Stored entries
** BEGIN **

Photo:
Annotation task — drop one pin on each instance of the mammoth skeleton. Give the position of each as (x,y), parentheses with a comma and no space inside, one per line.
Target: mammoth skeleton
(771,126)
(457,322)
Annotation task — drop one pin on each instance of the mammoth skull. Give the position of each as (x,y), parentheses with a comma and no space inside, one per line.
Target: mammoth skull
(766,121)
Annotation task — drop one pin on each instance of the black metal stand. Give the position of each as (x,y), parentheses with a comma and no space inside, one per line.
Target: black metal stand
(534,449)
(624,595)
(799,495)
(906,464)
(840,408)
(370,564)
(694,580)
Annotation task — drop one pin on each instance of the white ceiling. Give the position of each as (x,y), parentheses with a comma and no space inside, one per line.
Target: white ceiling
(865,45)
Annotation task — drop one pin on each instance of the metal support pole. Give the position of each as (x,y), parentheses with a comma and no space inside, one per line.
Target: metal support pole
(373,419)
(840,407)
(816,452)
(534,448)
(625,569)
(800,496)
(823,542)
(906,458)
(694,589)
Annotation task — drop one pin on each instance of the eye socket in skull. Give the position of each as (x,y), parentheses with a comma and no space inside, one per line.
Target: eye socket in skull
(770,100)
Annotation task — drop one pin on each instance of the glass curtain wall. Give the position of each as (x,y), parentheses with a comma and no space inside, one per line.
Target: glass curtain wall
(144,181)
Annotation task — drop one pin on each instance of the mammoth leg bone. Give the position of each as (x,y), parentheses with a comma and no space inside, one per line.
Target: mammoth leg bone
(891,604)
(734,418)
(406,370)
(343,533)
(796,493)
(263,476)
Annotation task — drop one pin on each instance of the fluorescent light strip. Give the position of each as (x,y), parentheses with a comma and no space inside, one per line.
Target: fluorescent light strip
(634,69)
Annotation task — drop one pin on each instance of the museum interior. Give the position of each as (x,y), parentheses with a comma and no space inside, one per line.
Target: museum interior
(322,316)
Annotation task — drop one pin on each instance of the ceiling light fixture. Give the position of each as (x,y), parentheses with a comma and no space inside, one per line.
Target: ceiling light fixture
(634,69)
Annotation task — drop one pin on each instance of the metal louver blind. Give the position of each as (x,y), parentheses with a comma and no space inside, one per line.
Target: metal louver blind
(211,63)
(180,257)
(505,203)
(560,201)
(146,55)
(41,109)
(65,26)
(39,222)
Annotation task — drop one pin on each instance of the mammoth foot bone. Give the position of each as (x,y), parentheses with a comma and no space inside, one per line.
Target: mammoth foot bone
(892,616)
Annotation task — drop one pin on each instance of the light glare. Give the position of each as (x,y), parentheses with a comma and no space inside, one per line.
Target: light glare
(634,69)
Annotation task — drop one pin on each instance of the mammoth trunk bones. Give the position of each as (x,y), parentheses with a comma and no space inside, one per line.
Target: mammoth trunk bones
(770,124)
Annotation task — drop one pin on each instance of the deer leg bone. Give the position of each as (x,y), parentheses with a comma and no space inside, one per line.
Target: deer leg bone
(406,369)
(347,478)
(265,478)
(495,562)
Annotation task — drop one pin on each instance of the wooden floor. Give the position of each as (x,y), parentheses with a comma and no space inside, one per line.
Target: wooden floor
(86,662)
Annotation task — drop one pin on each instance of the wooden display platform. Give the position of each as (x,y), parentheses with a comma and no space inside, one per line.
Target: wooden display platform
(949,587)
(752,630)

** END **

[Your goal]
Put every line of the stored entries above into a numbered list, and leave out any blank lines.

[Solution to this task]
1. Photo:
2. Annotation task — drop one pin on each instance of the mammoth skeleton. Give the position of each as (x,y), parentheses with a comma and no space inside, one per line.
3. Target: mammoth skeleton
4. (771,126)
5. (457,322)
6. Annotation task — drop one pin on each instance of the mammoth skull. Give the position of each as (x,y), parentheses with a comma and no space inside, one per line.
7. Target: mammoth skull
8. (766,121)
9. Annotation task — drop one pin on each instance of the black metal stand. Give the position of each as (x,y), parentheses with a comma and no space inside, one per line.
10. Target: black metal stand
11. (534,449)
12. (624,595)
13. (799,495)
14. (906,464)
15. (840,408)
16. (370,564)
17. (694,580)
18. Annotation task — drop one pin on each instance of the white ceiling. Give the position of each as (x,y), parentheses with a comma and no space inside, one per line.
19. Target: white ceiling
20. (865,45)
21. Annotation task — drop one pin on each instance of the metal support pole. Give the position of each as (x,y), parentheses with a comma and no space inside, one per line.
22. Target: metal support pole
23. (373,419)
24. (840,407)
25. (816,452)
26. (534,448)
27. (625,569)
28. (800,496)
29. (823,542)
30. (906,458)
31. (694,589)
32. Annotation task — drop one pin on each instance of the eye socket in skull. Give the position of each as (x,y), parentheses with a comma and no space inside, one per line.
33. Target: eye socket in skull
34. (770,100)
35. Annotation task — drop one pin on each instance of the glass curtain wall. Give the position of each as (x,y), parentheses with a comma and no space inside, one per line.
36. Target: glass curtain wall
37. (144,181)
38. Annotation task — drop one pin on each instance of the mammoth leg bone. Give the position of each as (x,y), parentheses with a comma and no space inside, one per line.
39. Target: mammoth leg bone
40. (891,604)
41. (734,418)
42. (406,370)
43. (343,533)
44. (796,493)
45. (263,476)
46. Annotation task — drop one pin on each instance of the fluorescent light strip. Give the position of each as (x,y), parentheses with a comma and no space inside, one per line.
47. Target: fluorescent light strip
48. (634,69)
49. Annotation task — drop one pin on each instance of the museum interior. Give the position of each as (x,y), parentheses with a comma and no space inside, one per line.
50. Target: museum interior
51. (322,316)
52. Annotation task — drop one pin on each instance of the ceiling light fixture. Give the position of each as (x,y), parentheses with a comma and no space inside, one per line.
53. Target: ceiling light fixture
54. (634,69)
55. Annotation task — drop one pin on each instance of the metal louver blind. Give the position of each as (x,y), parentheses with a comma and no space inside, one per line.
56. Target: metal louver blind
57. (211,63)
58. (180,257)
59. (505,203)
60. (560,201)
61. (146,55)
62. (41,109)
63. (65,26)
64. (39,222)
65. Annotation task — drop one pin on each instance of the mammoth foot bone. Give the position of each as (x,y), parentheses with a comma and no space inside, one per line.
66. Target: mammoth foot bone
67. (892,616)
68. Annotation task — drop one pin on each instance of the light glare. Give the position of each as (x,y), parentheses with a comma and no space inside, one per line.
69. Target: light glare
70. (634,69)
71. Annotation task — drop one pin on each instance of the mammoth trunk bones. Give the position of each as (x,y), parentheses with a comma and no space inside, one per line.
72. Target: mammoth trunk bones
73. (770,124)
74. Annotation task — drop one pin on each instance of the deer leg bone. Give the position of each as (x,y), parentheses with a comma and no space inside, one per line.
75. Target: deer leg bone
76. (406,369)
77. (347,478)
78. (265,478)
79. (495,562)
80. Annotation task — drop one pin on each instance of the wooden floor. Give the position of each as (x,y), parentheses with a comma and no space inside, one per line.
81. Target: wooden floor
82. (86,662)
83. Annotation task — drop one pin on each instance of the wooden display platform. Give the position of each as (x,y), parentheses with a comma and no space inside, one per line.
84. Target: wooden display platform
85. (949,587)
86. (752,630)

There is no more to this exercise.